◆ TASKS TO COMPLETE:
a - According to the Kingfisher article below, about how many people does the restaurant employ?
b - Repeat the passage of the Kingfisher article from "Kingfisher recently tweaked" to "and fresh strawberries.".

◆ PAGE TEXT:
══════════════════════════════

Murphy noted that the original restaurant space lacked a few things, including natural lighting. “When we came in, there were no windows, no skylights,” Murphy said.
They added a few windows and skylights, but they kept the brick walls, barstools and booths from the Iron Mask days. A couple of years ago, the kitchen was renovated, and this summer two new air conditioning units will be installed.
Kingfisher is open daily, save for major holidays and a couple of weeks in July, though originally the partners had decided to be closed on Mondays.
“We realized we can’t make money if the doors are locked,” Murphy said.
Perhaps for that reason, the restaurant often is open more hours than it is closed, from 11 a.m. to midnight Mondays through Fridays and 5 p.m. to midnight Saturdays and Sundays. “It became a real big deal for us pretty quickly,” Azersky said.
Well, not that quickly. In those first few months, Murphy said, “you could have thrown a football through the dining room.”
Those ball-throwing days are long gone. The restaurant, which employs about 45 people, is comfortably full most nights. Now, Azersky is amazed when longtime residents say they’ve never visited. “I’m happy when I hear it,” he said. “There’s new business to be had.”
Doug Levy is the chef and owner of Feast, an innovative bistro that serves an eclectic, monthly changing menu that is located just over three miles from Kingfisher. Levy said Kingfisher came along at the right time.
“Kingfisher came along at a juncture in Tucson where the seafood restaurants were the Red Lobster and Rodriguez Seafood Market,” Levy said. “The Solarium didn’t even exist anymore, nor did the Nantucket Lobster Trap. Then here came four guys – Jeff and Murph, who were cooking real food, and John and Tim, who were offering real service – in an era when even fine dining restaurants in town were serving frozen orange roughy, farmed Atlantic salmon and brown tiger shrimp.
“Kingfisher made Tucsonans understand that quality seafood could be gotten in the desert, and that there were people here who were capable of preparing it correctly.”
Kingfisher recently tweaked its menu to include such seasonal items as roasted chile verde soup, Fatoosh salad with tahini-lemon sauce and grilled sea bass with smoked mussel relish and pineapple BBQ glaze, plus orange-almond olive oil cake with blood- orange caramel and fresh strawberries.
“Add to that a level of service that made you feel well-taken care of, a neighborhood atmosphere that was clubby but never stuffy and a nice-looking room adorned with original artwork from local artists that made you feel like you were getting the night out you deserved and it’s no wonder it’s become an institution here,” Levy said.
Locally made art includes Tom Philabaum’s glass pieces and selections from Etherton Gallery. Diners sit at tables and cozy horseshoe-shaped booths in the dining room, while a combination of comfortably close tables and barstools in the bar usually are full with people taking advantage of the restaurant’s superb daily happy hour or watching sports on television.

══════════════════════════════

(Saved entries)
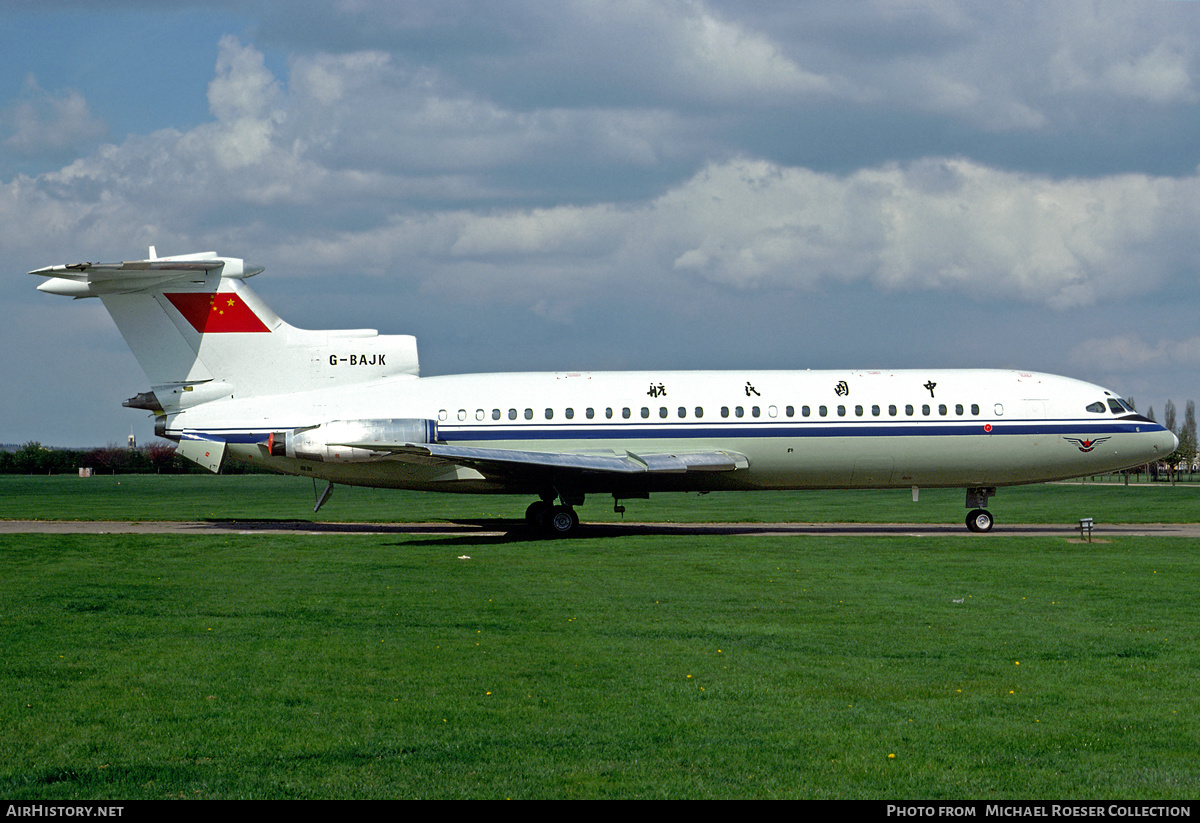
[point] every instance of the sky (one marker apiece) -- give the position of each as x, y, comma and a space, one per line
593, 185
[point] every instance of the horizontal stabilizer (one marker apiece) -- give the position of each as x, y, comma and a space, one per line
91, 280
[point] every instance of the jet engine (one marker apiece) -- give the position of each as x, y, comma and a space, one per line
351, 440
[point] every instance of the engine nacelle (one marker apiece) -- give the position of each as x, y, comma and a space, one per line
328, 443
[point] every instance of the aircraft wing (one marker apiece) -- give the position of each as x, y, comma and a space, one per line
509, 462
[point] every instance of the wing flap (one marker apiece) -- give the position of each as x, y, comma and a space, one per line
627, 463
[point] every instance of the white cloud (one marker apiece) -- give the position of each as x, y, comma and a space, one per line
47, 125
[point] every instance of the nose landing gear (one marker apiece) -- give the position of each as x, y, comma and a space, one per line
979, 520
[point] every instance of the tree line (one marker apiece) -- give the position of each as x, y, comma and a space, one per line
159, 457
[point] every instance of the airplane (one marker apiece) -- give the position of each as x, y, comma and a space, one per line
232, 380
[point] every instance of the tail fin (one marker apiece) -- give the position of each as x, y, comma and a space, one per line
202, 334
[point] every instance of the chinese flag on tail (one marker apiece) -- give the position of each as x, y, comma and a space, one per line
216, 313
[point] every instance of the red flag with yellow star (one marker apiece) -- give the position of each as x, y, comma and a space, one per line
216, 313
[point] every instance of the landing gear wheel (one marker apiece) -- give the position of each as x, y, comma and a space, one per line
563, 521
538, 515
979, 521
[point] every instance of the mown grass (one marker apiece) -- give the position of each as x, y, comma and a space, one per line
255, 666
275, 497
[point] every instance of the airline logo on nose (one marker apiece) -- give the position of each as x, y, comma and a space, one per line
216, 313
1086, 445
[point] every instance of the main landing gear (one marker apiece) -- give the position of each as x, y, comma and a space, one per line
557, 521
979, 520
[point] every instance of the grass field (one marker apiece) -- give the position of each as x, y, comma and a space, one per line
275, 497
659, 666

══════════════════════════════

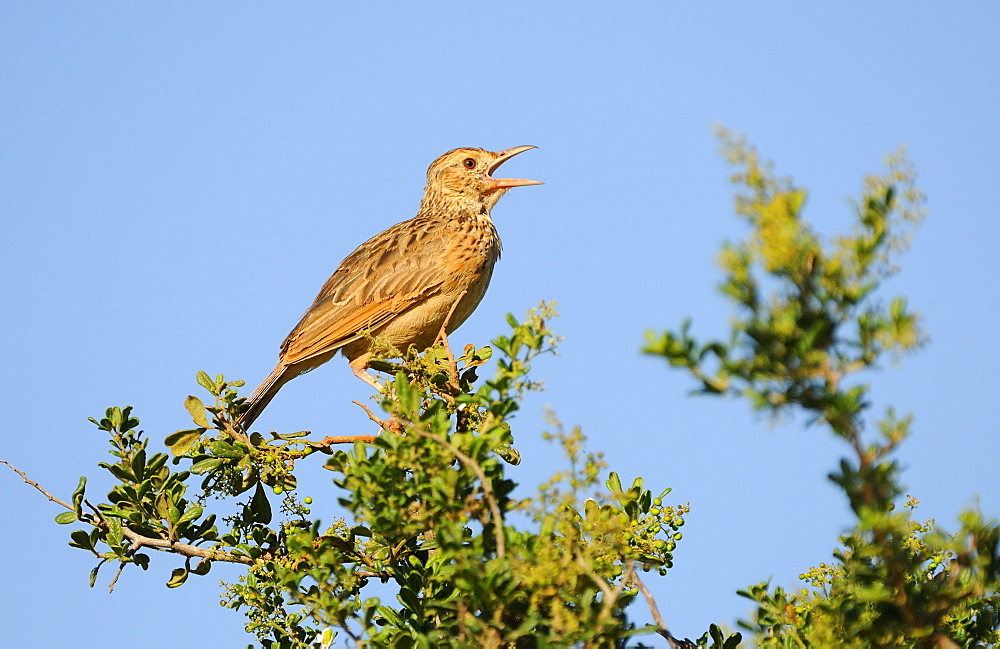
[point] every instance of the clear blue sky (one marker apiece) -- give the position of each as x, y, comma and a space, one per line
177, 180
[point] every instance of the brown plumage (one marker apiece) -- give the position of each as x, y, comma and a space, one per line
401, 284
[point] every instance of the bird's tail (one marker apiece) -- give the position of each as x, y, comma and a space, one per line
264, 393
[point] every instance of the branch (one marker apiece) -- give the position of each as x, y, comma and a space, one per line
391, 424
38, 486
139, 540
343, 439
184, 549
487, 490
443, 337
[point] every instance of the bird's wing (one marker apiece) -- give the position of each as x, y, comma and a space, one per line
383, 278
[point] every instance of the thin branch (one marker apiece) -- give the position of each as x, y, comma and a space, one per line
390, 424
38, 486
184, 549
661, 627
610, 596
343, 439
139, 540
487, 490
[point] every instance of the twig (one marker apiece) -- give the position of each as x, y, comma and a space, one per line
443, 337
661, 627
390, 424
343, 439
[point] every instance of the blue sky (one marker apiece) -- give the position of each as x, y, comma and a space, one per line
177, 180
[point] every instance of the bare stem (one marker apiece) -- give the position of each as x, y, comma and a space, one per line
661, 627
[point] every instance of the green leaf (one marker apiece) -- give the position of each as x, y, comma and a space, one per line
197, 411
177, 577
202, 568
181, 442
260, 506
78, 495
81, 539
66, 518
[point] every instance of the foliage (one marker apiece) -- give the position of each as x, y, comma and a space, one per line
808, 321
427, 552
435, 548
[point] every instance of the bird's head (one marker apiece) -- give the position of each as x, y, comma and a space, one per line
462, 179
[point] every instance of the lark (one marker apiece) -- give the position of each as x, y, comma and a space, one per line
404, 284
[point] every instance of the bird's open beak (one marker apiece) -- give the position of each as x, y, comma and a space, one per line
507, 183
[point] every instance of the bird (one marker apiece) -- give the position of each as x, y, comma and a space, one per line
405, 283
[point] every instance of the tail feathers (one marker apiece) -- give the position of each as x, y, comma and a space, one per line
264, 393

══════════════════════════════

◆ ANSWERS BELOW:
a - About 45 people.

b -
Kingfisher recently tweaked its menu to include such seasonal items as roasted chile verde soup, Fatoosh salad with tahini-lemon sauce and grilled sea bass with smoked mussel relish and pineapple BBQ glaze, plus orange-almond olive oil cake with blood- orange caramel and fresh strawberries.